Вниз посыпались бомбы. Несмотря на сильный зенитный обстрел, они легли точно. 84 бомбы, сброшенные нашей семеркой, нанесли гитлеровцам серьезный урон. Как сообщили позже партизаны, было уничтожено более двадцати самолетов, многие повреждены, полностью сожжены склады с горючим и боеприпасами. У нас потерь не было. Все обошлось благополучно, если не считать вынужденной посадки двух самолетов на промежуточном аэродроме: у одного был пробит маслобак, у другого вытекал бензин.
Самолет с пробитым маслобаком вел я. Повреждение было замечено не сразу. Минут через сорок после выполнения задания стрелок доложил:
— Из-под правого крыла течет масло.
Я стал внимательно следить за показаниями приборов. Вскоре начала повышаться температура масла. Это окончательно убедило меня, что маслобак действительно пробит и скоро начнет падать давление масла. Если мотop не выключить, то его заклинит и он может загореться.
— Сколько лететь до линии фронта? — спрашиваю штурмана.
— Минут двадцать-двадцать две, — отвечает Куликов.
— Надо выключать правый мотор, иначе беды не миновать. В лучшем случае опять станем «безлошадными», в худшем — попадем фашистам в лапы.
— Выключай, — спокойно советует Сергей. — Дотянем и на одном.
Радирую своему заместителю И. Ф. Андрееву: «Принять командование эскадрильей и следовать домой». Выключаю мотор. Скорость резко падает. Мы должны отстать от группы и продолжать полет одни. Но товарищи не покинули нас. Они тоже сбавили скорость и плотным строем окружили нашу поврежденную машину. Я пытался заставить их уйти, даже грозил кулаком, но ребята не подчинились. Они провели наш экипаж через фронт и, лишь убедившись, что я произвел посадку на запасном аэродроме, взяли курс на базу, сделав прощальный круг над аэродромом.

*Поставленная задача A:* Воспроизведите записи, начиная со строки, содержащей «Hi there — would you mind identifying the rocky», и заканчивая строкой, содержащей «xmin=0 ymin=8 xmax=800 ymax=555», заменив в них «rocky ground» на «stony ground». Всё прочее оставьте без изменений.
*Поставленная задача B:* Допишите следующую часть рассказа о боевом вылете эскадрильи бомбардировщиков, начав сразу после последнего приведённого предложения.

*Записи:*
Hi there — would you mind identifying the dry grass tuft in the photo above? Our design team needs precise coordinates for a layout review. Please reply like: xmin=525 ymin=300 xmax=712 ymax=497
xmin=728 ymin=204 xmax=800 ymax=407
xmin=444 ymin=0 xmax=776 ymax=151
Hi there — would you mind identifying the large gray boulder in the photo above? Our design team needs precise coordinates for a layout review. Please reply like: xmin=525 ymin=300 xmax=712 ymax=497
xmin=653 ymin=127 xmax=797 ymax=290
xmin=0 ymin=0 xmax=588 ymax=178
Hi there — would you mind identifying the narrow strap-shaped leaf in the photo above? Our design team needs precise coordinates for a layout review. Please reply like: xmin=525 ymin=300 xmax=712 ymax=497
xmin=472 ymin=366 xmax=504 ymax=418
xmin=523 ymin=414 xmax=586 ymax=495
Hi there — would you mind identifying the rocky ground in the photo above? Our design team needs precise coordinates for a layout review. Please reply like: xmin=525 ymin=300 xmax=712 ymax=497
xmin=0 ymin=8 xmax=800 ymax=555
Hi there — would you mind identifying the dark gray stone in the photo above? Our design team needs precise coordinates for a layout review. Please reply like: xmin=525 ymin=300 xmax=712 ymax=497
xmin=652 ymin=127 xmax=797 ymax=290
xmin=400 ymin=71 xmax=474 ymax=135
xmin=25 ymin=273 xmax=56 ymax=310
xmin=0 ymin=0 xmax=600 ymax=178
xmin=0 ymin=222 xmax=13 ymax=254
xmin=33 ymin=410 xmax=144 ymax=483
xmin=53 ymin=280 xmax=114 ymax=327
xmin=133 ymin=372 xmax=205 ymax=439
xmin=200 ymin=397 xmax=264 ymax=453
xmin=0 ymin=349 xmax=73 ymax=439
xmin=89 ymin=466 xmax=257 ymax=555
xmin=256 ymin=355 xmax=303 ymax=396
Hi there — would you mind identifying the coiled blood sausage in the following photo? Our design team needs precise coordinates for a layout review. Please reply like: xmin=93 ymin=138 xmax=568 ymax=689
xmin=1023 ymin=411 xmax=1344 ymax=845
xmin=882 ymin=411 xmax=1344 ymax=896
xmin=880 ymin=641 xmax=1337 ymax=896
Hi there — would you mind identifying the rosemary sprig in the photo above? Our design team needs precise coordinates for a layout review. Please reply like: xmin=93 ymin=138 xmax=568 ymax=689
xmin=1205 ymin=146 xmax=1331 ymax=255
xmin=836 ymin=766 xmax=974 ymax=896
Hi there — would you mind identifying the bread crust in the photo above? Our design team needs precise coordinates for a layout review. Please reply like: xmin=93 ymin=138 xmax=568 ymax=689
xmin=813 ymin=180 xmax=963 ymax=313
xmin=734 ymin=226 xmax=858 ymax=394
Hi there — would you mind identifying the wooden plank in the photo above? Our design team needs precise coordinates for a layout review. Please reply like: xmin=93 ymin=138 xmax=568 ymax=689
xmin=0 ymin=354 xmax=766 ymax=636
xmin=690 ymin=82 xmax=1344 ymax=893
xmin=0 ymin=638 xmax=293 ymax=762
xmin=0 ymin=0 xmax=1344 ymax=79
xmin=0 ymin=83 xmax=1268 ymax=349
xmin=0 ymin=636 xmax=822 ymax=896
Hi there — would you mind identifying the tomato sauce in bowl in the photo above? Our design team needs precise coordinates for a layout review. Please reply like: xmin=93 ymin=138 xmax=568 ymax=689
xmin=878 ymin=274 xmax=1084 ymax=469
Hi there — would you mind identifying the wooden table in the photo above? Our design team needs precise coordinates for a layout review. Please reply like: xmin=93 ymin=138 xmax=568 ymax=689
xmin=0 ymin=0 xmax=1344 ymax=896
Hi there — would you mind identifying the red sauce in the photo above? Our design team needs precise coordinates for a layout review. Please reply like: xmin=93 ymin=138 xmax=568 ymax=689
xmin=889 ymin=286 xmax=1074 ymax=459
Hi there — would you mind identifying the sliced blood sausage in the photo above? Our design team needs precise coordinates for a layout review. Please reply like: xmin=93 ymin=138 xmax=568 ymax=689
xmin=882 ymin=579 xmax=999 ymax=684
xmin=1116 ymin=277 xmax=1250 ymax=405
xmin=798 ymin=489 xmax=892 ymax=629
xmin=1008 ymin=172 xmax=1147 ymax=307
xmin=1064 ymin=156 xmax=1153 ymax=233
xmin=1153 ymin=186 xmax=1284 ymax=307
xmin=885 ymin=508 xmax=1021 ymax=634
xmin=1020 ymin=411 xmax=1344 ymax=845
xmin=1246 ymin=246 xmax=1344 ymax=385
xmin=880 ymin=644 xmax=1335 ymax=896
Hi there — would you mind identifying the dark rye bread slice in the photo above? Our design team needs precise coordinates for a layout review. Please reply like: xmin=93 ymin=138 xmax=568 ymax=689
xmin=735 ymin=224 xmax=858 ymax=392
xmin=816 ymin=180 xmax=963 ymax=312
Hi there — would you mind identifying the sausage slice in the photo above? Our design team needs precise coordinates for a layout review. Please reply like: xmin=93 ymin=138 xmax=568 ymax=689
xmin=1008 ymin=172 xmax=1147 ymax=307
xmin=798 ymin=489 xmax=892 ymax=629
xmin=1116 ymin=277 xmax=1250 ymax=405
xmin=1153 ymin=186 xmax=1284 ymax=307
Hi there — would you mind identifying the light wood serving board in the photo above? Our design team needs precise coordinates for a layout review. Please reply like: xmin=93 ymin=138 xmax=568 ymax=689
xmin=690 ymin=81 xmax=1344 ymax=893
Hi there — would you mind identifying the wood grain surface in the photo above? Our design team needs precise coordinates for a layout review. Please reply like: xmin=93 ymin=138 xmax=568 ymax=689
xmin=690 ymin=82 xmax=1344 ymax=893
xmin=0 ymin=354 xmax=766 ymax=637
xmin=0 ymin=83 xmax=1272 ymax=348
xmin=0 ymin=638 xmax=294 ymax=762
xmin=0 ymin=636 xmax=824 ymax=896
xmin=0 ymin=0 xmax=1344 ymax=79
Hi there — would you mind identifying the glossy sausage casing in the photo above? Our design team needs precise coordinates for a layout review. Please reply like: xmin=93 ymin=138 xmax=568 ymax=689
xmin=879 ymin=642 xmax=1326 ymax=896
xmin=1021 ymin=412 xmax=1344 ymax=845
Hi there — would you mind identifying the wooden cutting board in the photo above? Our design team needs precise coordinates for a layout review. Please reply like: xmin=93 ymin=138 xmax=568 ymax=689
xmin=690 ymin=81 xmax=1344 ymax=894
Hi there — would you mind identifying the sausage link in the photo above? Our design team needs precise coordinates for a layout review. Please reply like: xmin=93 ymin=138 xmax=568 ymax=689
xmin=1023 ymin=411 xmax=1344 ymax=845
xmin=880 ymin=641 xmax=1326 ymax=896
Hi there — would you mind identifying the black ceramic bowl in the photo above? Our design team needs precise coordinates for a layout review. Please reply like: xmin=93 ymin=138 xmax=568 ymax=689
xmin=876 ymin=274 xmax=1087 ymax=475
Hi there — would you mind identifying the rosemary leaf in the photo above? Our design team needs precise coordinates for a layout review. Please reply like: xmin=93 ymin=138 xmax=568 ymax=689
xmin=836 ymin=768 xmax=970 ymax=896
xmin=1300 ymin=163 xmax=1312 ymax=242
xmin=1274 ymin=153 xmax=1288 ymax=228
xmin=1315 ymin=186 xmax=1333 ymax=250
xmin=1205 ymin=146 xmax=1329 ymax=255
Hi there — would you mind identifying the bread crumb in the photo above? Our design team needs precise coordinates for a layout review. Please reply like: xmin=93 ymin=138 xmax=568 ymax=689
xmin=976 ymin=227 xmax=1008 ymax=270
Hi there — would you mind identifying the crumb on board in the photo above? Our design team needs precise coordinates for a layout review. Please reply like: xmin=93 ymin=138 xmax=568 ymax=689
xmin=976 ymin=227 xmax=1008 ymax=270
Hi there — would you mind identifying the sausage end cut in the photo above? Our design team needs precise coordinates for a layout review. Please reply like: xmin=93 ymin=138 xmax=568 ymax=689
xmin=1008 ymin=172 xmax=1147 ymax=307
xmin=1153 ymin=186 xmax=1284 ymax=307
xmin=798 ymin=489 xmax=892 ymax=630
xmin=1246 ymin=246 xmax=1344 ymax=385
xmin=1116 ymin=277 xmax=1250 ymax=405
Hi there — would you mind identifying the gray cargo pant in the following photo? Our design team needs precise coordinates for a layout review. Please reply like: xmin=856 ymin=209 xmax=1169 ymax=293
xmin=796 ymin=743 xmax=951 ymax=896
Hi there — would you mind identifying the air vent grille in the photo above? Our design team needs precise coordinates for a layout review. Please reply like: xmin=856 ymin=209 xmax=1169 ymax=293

*Ответ A:*
Hi there — would you mind identifying the stony ground in the photo above? Our design team needs precise coordinates for a layout review. Please reply like: xmin=525 ymin=300 xmax=712 ymax=497
xmin=0 ymin=8 xmax=800 ymax=555

*Ответ B:*
И. Ф. Андреев тоже не дотянул до места: в его самолете оказался пробитым бензобак, и из-за утечки горючего машину пришлось посадить в Клину. Через пару дней мы все собрались у себя дома.
Наш полк выполнял самые различные задания старшего командования: бомбил железнодорожные станции, аэродромы, укрепленные районы, штабы противника. Зачастую это были места, хорошо знакомые большинству наших летчиков. Одни из нас вылетали туда для бомбометания и раньше, в первые дни войны, другие (чаще «старики») еще в мирное время сами поднимали с этих взлетных площадок свои самолеты. Орел, Брянск, Харьков, Курск, Сеща, Витебск… Милые, родные сердцу города! Сейчас их аэродромы занял враг, совершая пиратские налеты на передний край наших войск, на крупные и мелкие населенные пункты Советской страны. С железнодорожных узлов этих и многих других городов отправляются на фронт воинские эшелоны с живой силой фашистов. И мы бомбили их, бомбили нещадно, хотя У каждого из нас сердце обливалось кровью — ведь под нами родная земля.
Радиус действия нашей дальнебомбардировочной авиации расширялся. Мы добрались даже до берегов Балтики. Наносили бомбовые удары по военно-морским базам противника.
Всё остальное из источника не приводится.